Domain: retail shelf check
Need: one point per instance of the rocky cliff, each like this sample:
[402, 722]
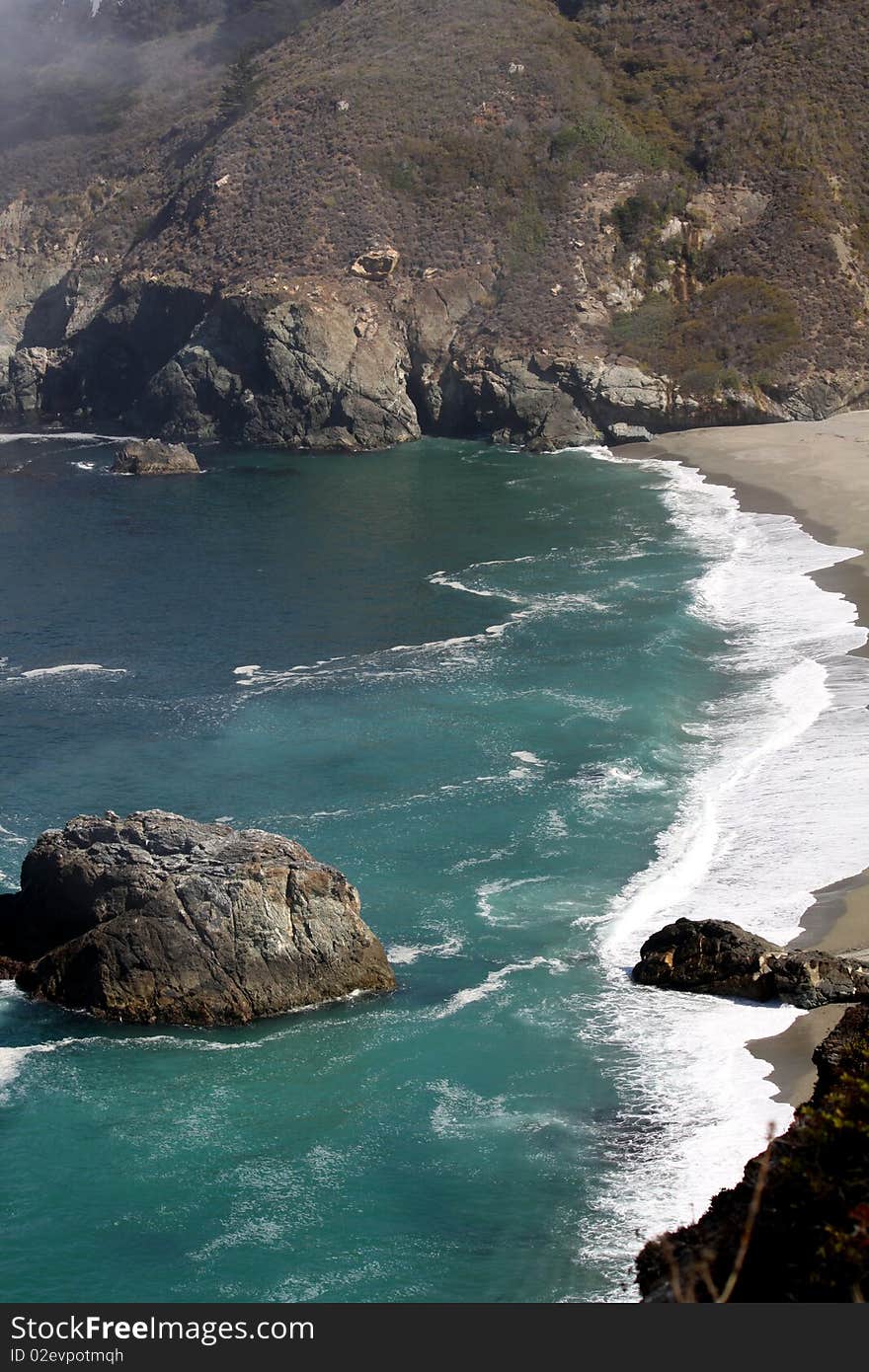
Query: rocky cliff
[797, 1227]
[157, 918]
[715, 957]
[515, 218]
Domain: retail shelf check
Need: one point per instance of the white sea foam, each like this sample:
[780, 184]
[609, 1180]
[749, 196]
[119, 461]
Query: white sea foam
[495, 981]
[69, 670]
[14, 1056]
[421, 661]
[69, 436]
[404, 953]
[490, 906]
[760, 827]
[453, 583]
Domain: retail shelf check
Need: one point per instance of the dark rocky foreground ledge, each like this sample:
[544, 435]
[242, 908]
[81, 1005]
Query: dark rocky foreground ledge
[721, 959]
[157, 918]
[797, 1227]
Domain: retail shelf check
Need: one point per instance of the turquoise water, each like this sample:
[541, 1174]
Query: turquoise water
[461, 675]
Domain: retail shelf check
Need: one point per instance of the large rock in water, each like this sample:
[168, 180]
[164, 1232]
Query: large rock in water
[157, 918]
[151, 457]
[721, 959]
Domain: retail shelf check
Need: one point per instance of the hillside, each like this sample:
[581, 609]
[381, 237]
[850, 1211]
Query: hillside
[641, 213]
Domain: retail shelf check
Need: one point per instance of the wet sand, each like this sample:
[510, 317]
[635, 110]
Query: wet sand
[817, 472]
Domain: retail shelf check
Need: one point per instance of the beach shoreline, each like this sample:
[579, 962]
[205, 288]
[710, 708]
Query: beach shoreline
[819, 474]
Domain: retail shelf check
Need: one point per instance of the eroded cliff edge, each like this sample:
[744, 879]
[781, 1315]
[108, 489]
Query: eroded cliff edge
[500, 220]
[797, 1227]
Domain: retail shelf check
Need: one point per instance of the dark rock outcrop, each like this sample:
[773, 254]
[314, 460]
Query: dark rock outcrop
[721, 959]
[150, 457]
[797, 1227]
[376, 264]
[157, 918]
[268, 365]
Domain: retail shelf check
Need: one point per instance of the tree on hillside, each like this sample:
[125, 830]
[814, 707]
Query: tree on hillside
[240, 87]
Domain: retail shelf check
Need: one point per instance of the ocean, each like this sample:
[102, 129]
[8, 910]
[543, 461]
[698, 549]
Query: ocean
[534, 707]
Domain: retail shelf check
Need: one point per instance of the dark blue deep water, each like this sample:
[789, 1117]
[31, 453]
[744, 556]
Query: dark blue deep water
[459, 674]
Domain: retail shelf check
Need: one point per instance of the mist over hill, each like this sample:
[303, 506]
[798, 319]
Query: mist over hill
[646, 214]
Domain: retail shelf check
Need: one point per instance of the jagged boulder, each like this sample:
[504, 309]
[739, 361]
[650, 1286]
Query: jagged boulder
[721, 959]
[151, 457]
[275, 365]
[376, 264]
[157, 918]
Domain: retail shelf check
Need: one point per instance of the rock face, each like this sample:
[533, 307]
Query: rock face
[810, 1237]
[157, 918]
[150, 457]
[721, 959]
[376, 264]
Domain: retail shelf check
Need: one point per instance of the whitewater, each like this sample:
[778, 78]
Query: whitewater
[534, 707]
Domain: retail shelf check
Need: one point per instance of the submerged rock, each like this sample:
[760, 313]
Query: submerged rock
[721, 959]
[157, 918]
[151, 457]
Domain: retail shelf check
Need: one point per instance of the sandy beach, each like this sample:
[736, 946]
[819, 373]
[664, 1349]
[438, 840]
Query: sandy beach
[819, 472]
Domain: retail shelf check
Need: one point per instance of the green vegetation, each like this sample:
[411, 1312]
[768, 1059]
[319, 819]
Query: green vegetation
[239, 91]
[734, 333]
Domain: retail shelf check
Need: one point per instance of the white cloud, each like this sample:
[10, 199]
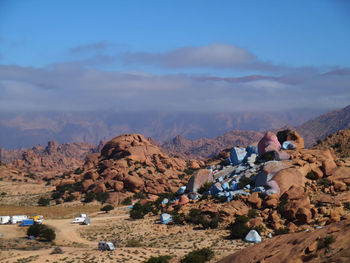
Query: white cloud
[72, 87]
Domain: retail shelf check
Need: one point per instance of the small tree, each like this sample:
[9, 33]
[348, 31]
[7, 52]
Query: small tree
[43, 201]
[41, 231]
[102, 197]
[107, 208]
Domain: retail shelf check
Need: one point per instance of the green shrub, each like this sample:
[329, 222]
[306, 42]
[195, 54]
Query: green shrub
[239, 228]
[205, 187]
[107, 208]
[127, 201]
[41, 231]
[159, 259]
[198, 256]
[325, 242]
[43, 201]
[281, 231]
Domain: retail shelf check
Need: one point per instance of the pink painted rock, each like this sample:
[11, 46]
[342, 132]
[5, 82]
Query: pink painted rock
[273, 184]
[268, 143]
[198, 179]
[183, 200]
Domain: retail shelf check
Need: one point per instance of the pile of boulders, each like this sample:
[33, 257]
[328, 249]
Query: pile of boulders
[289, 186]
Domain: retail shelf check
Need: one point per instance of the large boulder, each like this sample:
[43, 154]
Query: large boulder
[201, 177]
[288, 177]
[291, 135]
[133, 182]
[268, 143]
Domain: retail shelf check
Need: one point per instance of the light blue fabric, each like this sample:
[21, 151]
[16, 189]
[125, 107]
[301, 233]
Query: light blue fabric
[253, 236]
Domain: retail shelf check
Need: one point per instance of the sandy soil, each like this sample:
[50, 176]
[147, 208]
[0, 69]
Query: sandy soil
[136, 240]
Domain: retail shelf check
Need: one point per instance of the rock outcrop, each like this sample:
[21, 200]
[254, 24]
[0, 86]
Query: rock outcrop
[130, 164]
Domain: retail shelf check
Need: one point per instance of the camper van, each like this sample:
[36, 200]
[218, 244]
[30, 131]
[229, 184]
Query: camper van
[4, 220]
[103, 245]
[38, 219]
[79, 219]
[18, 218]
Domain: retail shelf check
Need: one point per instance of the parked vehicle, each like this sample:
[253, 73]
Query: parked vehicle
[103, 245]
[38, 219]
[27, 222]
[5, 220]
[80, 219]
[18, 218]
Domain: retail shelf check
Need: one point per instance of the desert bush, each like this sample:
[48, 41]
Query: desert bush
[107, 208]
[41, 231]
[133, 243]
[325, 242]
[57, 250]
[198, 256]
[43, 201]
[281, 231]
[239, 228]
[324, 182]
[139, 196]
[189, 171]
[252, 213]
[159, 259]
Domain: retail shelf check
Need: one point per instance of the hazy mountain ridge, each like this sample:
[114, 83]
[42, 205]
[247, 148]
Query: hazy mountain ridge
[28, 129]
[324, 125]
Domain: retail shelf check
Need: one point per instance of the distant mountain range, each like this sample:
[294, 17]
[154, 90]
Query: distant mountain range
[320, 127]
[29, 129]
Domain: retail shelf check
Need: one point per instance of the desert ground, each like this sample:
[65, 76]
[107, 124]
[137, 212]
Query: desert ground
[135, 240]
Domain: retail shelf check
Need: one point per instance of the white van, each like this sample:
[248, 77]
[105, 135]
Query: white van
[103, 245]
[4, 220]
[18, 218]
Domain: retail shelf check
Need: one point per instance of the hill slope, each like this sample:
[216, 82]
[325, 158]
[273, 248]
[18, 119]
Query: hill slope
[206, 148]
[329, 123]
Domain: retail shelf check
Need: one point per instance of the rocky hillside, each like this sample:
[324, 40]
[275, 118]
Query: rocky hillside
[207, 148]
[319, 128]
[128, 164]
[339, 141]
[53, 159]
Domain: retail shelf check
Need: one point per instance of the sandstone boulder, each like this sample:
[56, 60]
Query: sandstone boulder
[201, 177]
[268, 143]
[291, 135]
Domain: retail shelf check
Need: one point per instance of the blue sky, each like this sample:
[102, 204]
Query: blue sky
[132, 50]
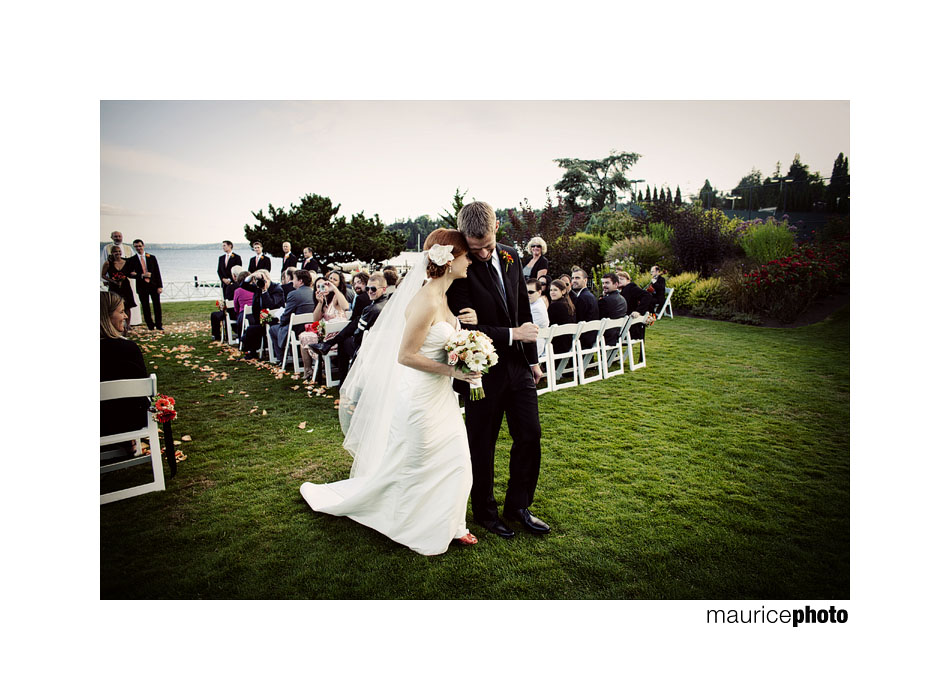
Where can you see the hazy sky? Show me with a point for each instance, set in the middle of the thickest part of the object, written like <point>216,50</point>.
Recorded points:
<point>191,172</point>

--

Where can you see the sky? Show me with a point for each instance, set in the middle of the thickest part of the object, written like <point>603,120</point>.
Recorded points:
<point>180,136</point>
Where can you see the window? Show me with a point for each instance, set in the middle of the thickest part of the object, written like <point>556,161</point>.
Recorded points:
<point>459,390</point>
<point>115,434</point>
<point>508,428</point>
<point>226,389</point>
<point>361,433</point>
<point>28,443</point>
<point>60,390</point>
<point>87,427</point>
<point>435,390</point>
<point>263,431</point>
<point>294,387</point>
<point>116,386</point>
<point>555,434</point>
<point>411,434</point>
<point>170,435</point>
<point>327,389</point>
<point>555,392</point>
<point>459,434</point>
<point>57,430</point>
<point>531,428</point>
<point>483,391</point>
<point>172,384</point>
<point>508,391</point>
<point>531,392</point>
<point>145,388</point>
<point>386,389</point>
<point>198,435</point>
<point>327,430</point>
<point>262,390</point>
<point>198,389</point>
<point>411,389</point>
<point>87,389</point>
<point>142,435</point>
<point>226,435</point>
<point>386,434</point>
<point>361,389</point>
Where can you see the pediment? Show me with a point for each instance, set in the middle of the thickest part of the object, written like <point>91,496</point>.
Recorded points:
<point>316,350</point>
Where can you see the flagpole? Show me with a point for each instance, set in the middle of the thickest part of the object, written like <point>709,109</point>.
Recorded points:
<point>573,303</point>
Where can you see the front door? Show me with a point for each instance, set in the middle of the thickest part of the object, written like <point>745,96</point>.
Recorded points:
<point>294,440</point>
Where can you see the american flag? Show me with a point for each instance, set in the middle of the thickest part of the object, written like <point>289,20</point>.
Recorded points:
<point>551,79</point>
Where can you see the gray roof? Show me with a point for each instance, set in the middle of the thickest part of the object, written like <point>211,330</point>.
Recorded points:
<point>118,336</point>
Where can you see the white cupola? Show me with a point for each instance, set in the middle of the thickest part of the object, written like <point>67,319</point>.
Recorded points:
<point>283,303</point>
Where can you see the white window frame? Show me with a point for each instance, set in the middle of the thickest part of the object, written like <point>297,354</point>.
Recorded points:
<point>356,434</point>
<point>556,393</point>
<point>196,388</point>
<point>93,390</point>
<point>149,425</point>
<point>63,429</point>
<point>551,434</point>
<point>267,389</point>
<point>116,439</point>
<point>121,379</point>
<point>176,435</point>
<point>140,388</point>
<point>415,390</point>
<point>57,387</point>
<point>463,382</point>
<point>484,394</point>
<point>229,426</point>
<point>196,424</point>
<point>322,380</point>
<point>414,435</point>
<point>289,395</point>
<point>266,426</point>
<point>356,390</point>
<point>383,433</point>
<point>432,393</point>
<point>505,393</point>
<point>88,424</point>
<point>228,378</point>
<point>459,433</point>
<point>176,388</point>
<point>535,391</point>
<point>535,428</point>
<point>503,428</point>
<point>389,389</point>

> [Exercise aim]: Please find every line in the records that contains the word "written", and copy it out.

> [Final answer]:
Where can you see the hazy sky? Show me with a point for each instance, set in the middle of the thickest part of the object, written like <point>216,50</point>.
Where can you see the sky? Show me with a point for each instance, set in the middle of the thickest part of the object, written like <point>603,120</point>.
Where can you see the window? Show me with a point for each instance, set in the middle of the thickest part of the object, written like <point>556,161</point>.
Where can you see the pediment? Show me with a point for each instance, set in the middle of the thickest part of the object, written like <point>91,496</point>.
Where can you see the flagpole? Show me with a point for each instance, set in the middle of the thickest part of the object, written like <point>709,109</point>.
Where can you see the front door? Show me with a point for each instance, set in the middle of the thickest part of the object, written like <point>745,96</point>.
Where can you see the american flag? Show me with a point for each instance, set in the middle of the thickest part of the object, written like <point>289,20</point>.
Where can you see the gray roof? Show me with a point for each instance, set in the middle of the thickest part of the object, written like <point>211,330</point>.
Where can you see the white cupola? Show me with a point for each instance, set in the middle of the thickest part of the object, written like <point>67,319</point>.
Where can you see the white window frame? Show me with a point for each instance, set in the middle of the thickest part of the object, written like <point>297,354</point>.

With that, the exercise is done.